説明

採用要否判定システム、採用要否判定方法および採用要否判定プログラム

【課題】 会社が求める人材の採用要否を迅速に行うことができる採用要否判定システム、採用要否判定方法および採用要否判定プログラムを提供する。
【解決手段】 採用要否判定システムは、入力された第1の応募情報に基づいて採用要否判定処理を行う第1判定手段と、第1判定手段によって「否」と判定された場合に第2の応募情報の要求を提示する提示手段と、入力された第2の応募情報に基づいて採用要否判定処理を行う第2判定手段と、を備える。他の採用要否判定システムは、入社済み社員の社員情報を記憶する記憶手段と、入力された応募情報に基づいて採用要否判定処理を行う判定手段と、判定手段によって「否」と判定された場合に記憶手段に記憶された社員情報と応募情報との照合結果に基づいて採用要否判定処理を行う第3判定手段と、を備える。

[記録の抜粋]
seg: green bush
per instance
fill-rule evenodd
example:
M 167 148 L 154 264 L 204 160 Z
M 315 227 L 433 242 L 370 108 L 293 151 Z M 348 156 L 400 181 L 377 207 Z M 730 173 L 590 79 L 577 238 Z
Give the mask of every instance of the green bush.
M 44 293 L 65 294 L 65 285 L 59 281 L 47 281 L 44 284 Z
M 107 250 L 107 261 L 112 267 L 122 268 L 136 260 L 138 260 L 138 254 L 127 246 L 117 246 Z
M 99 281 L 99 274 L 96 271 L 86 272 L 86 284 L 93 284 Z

[作業一覧]
A – 採用要否判定システムの説明によれば、第1判定手段が「否」と判定した場合に提示手段は何を提示するか答えよ。
B – 採用要否判定システムの説明を、最後の文の後から書き継げ。
記録は参照しなくてよい。

[各作業への回答]
A – 第2の応募情報の要求を提示する。

B –
【発明の詳細な説明】
【技術分野】
【0001】
本発明は、採用要否判定システム、採用要否判定方法および採用要否判定プログラムに関する。
【背景技術】
【0002】
多数の応募者から会社に必要な人材を確保する採用活動においては、書類審査等を経て採用の要否が判定される。この場合、複数の採用担当者が一定の採用基準に従って採用要否を判断する。しかしながら、この場合、判断基準を設けていたとしても、採用担当者間に判断のブレが生じることがある。一人の採用担当者が採用要否を判断する場合においても、複数の応募者の採用要否を判断するにあたって、判断にブレが生じることがある。その結果、会社が求める人材と実際に入社した社員の質との間に開きが生じるおそれがある。また、応募者が多数になると、迅速に採用要否を判断することが困難になる。そこで、コンピュータを用いて採用支援を行う技術が開示されている(例えば、特許文献1参照)。
【0003】
【特許文献1】特開2002−032545号公報
【発明の開示】
【発明が解決しようとする課題】
【0004】
しかしながら、特許文献1の技術では、会社が求める人材の採用要否を迅速に行うことができない。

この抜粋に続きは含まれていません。